## [Problem statement]
Rewrite only the lines of the data below from the line with "yellow train body" up to and including the line with "point(494, 483)". Raise every coordinate in the answers by 47 and leave all other text unchanged.

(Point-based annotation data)
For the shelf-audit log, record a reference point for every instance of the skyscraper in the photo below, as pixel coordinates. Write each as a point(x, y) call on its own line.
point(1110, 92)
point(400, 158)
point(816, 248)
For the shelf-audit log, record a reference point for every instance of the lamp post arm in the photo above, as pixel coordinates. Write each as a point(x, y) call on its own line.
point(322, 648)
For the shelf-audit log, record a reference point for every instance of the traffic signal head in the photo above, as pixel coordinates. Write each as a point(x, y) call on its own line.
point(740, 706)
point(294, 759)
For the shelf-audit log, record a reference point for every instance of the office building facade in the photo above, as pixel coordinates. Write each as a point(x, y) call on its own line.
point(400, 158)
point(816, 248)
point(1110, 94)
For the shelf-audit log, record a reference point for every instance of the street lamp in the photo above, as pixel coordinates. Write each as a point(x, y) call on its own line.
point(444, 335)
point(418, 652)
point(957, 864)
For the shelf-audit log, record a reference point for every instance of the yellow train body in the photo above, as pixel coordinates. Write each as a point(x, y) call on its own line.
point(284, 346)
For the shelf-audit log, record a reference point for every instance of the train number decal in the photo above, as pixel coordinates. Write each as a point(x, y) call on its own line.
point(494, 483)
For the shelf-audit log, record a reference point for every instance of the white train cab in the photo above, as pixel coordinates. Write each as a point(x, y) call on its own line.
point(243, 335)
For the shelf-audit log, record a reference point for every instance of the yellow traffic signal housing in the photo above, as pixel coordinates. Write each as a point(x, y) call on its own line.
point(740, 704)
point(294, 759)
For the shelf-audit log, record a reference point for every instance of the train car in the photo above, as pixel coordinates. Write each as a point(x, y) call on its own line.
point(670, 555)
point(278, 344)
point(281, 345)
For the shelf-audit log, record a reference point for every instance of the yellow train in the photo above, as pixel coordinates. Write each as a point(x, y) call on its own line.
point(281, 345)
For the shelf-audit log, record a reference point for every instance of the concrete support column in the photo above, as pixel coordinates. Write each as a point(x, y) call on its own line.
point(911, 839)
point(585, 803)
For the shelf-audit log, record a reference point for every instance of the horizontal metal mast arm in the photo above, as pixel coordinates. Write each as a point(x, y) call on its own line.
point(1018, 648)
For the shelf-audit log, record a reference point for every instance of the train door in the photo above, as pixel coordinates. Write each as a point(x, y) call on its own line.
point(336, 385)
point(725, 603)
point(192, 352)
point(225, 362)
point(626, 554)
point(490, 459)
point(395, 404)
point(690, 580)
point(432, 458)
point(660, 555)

## [Task result]
For the shelf-audit log, record a reference point for every instance of the yellow train body in the photo above, as pixel coordinates. Write each as a point(x, y) call on its own line.
point(331, 393)
For the shelf-audit log, record a reference point for every instance of the train number decal in the photo above, as pixel coordinates. Write each as a point(x, y) call on its own line.
point(541, 530)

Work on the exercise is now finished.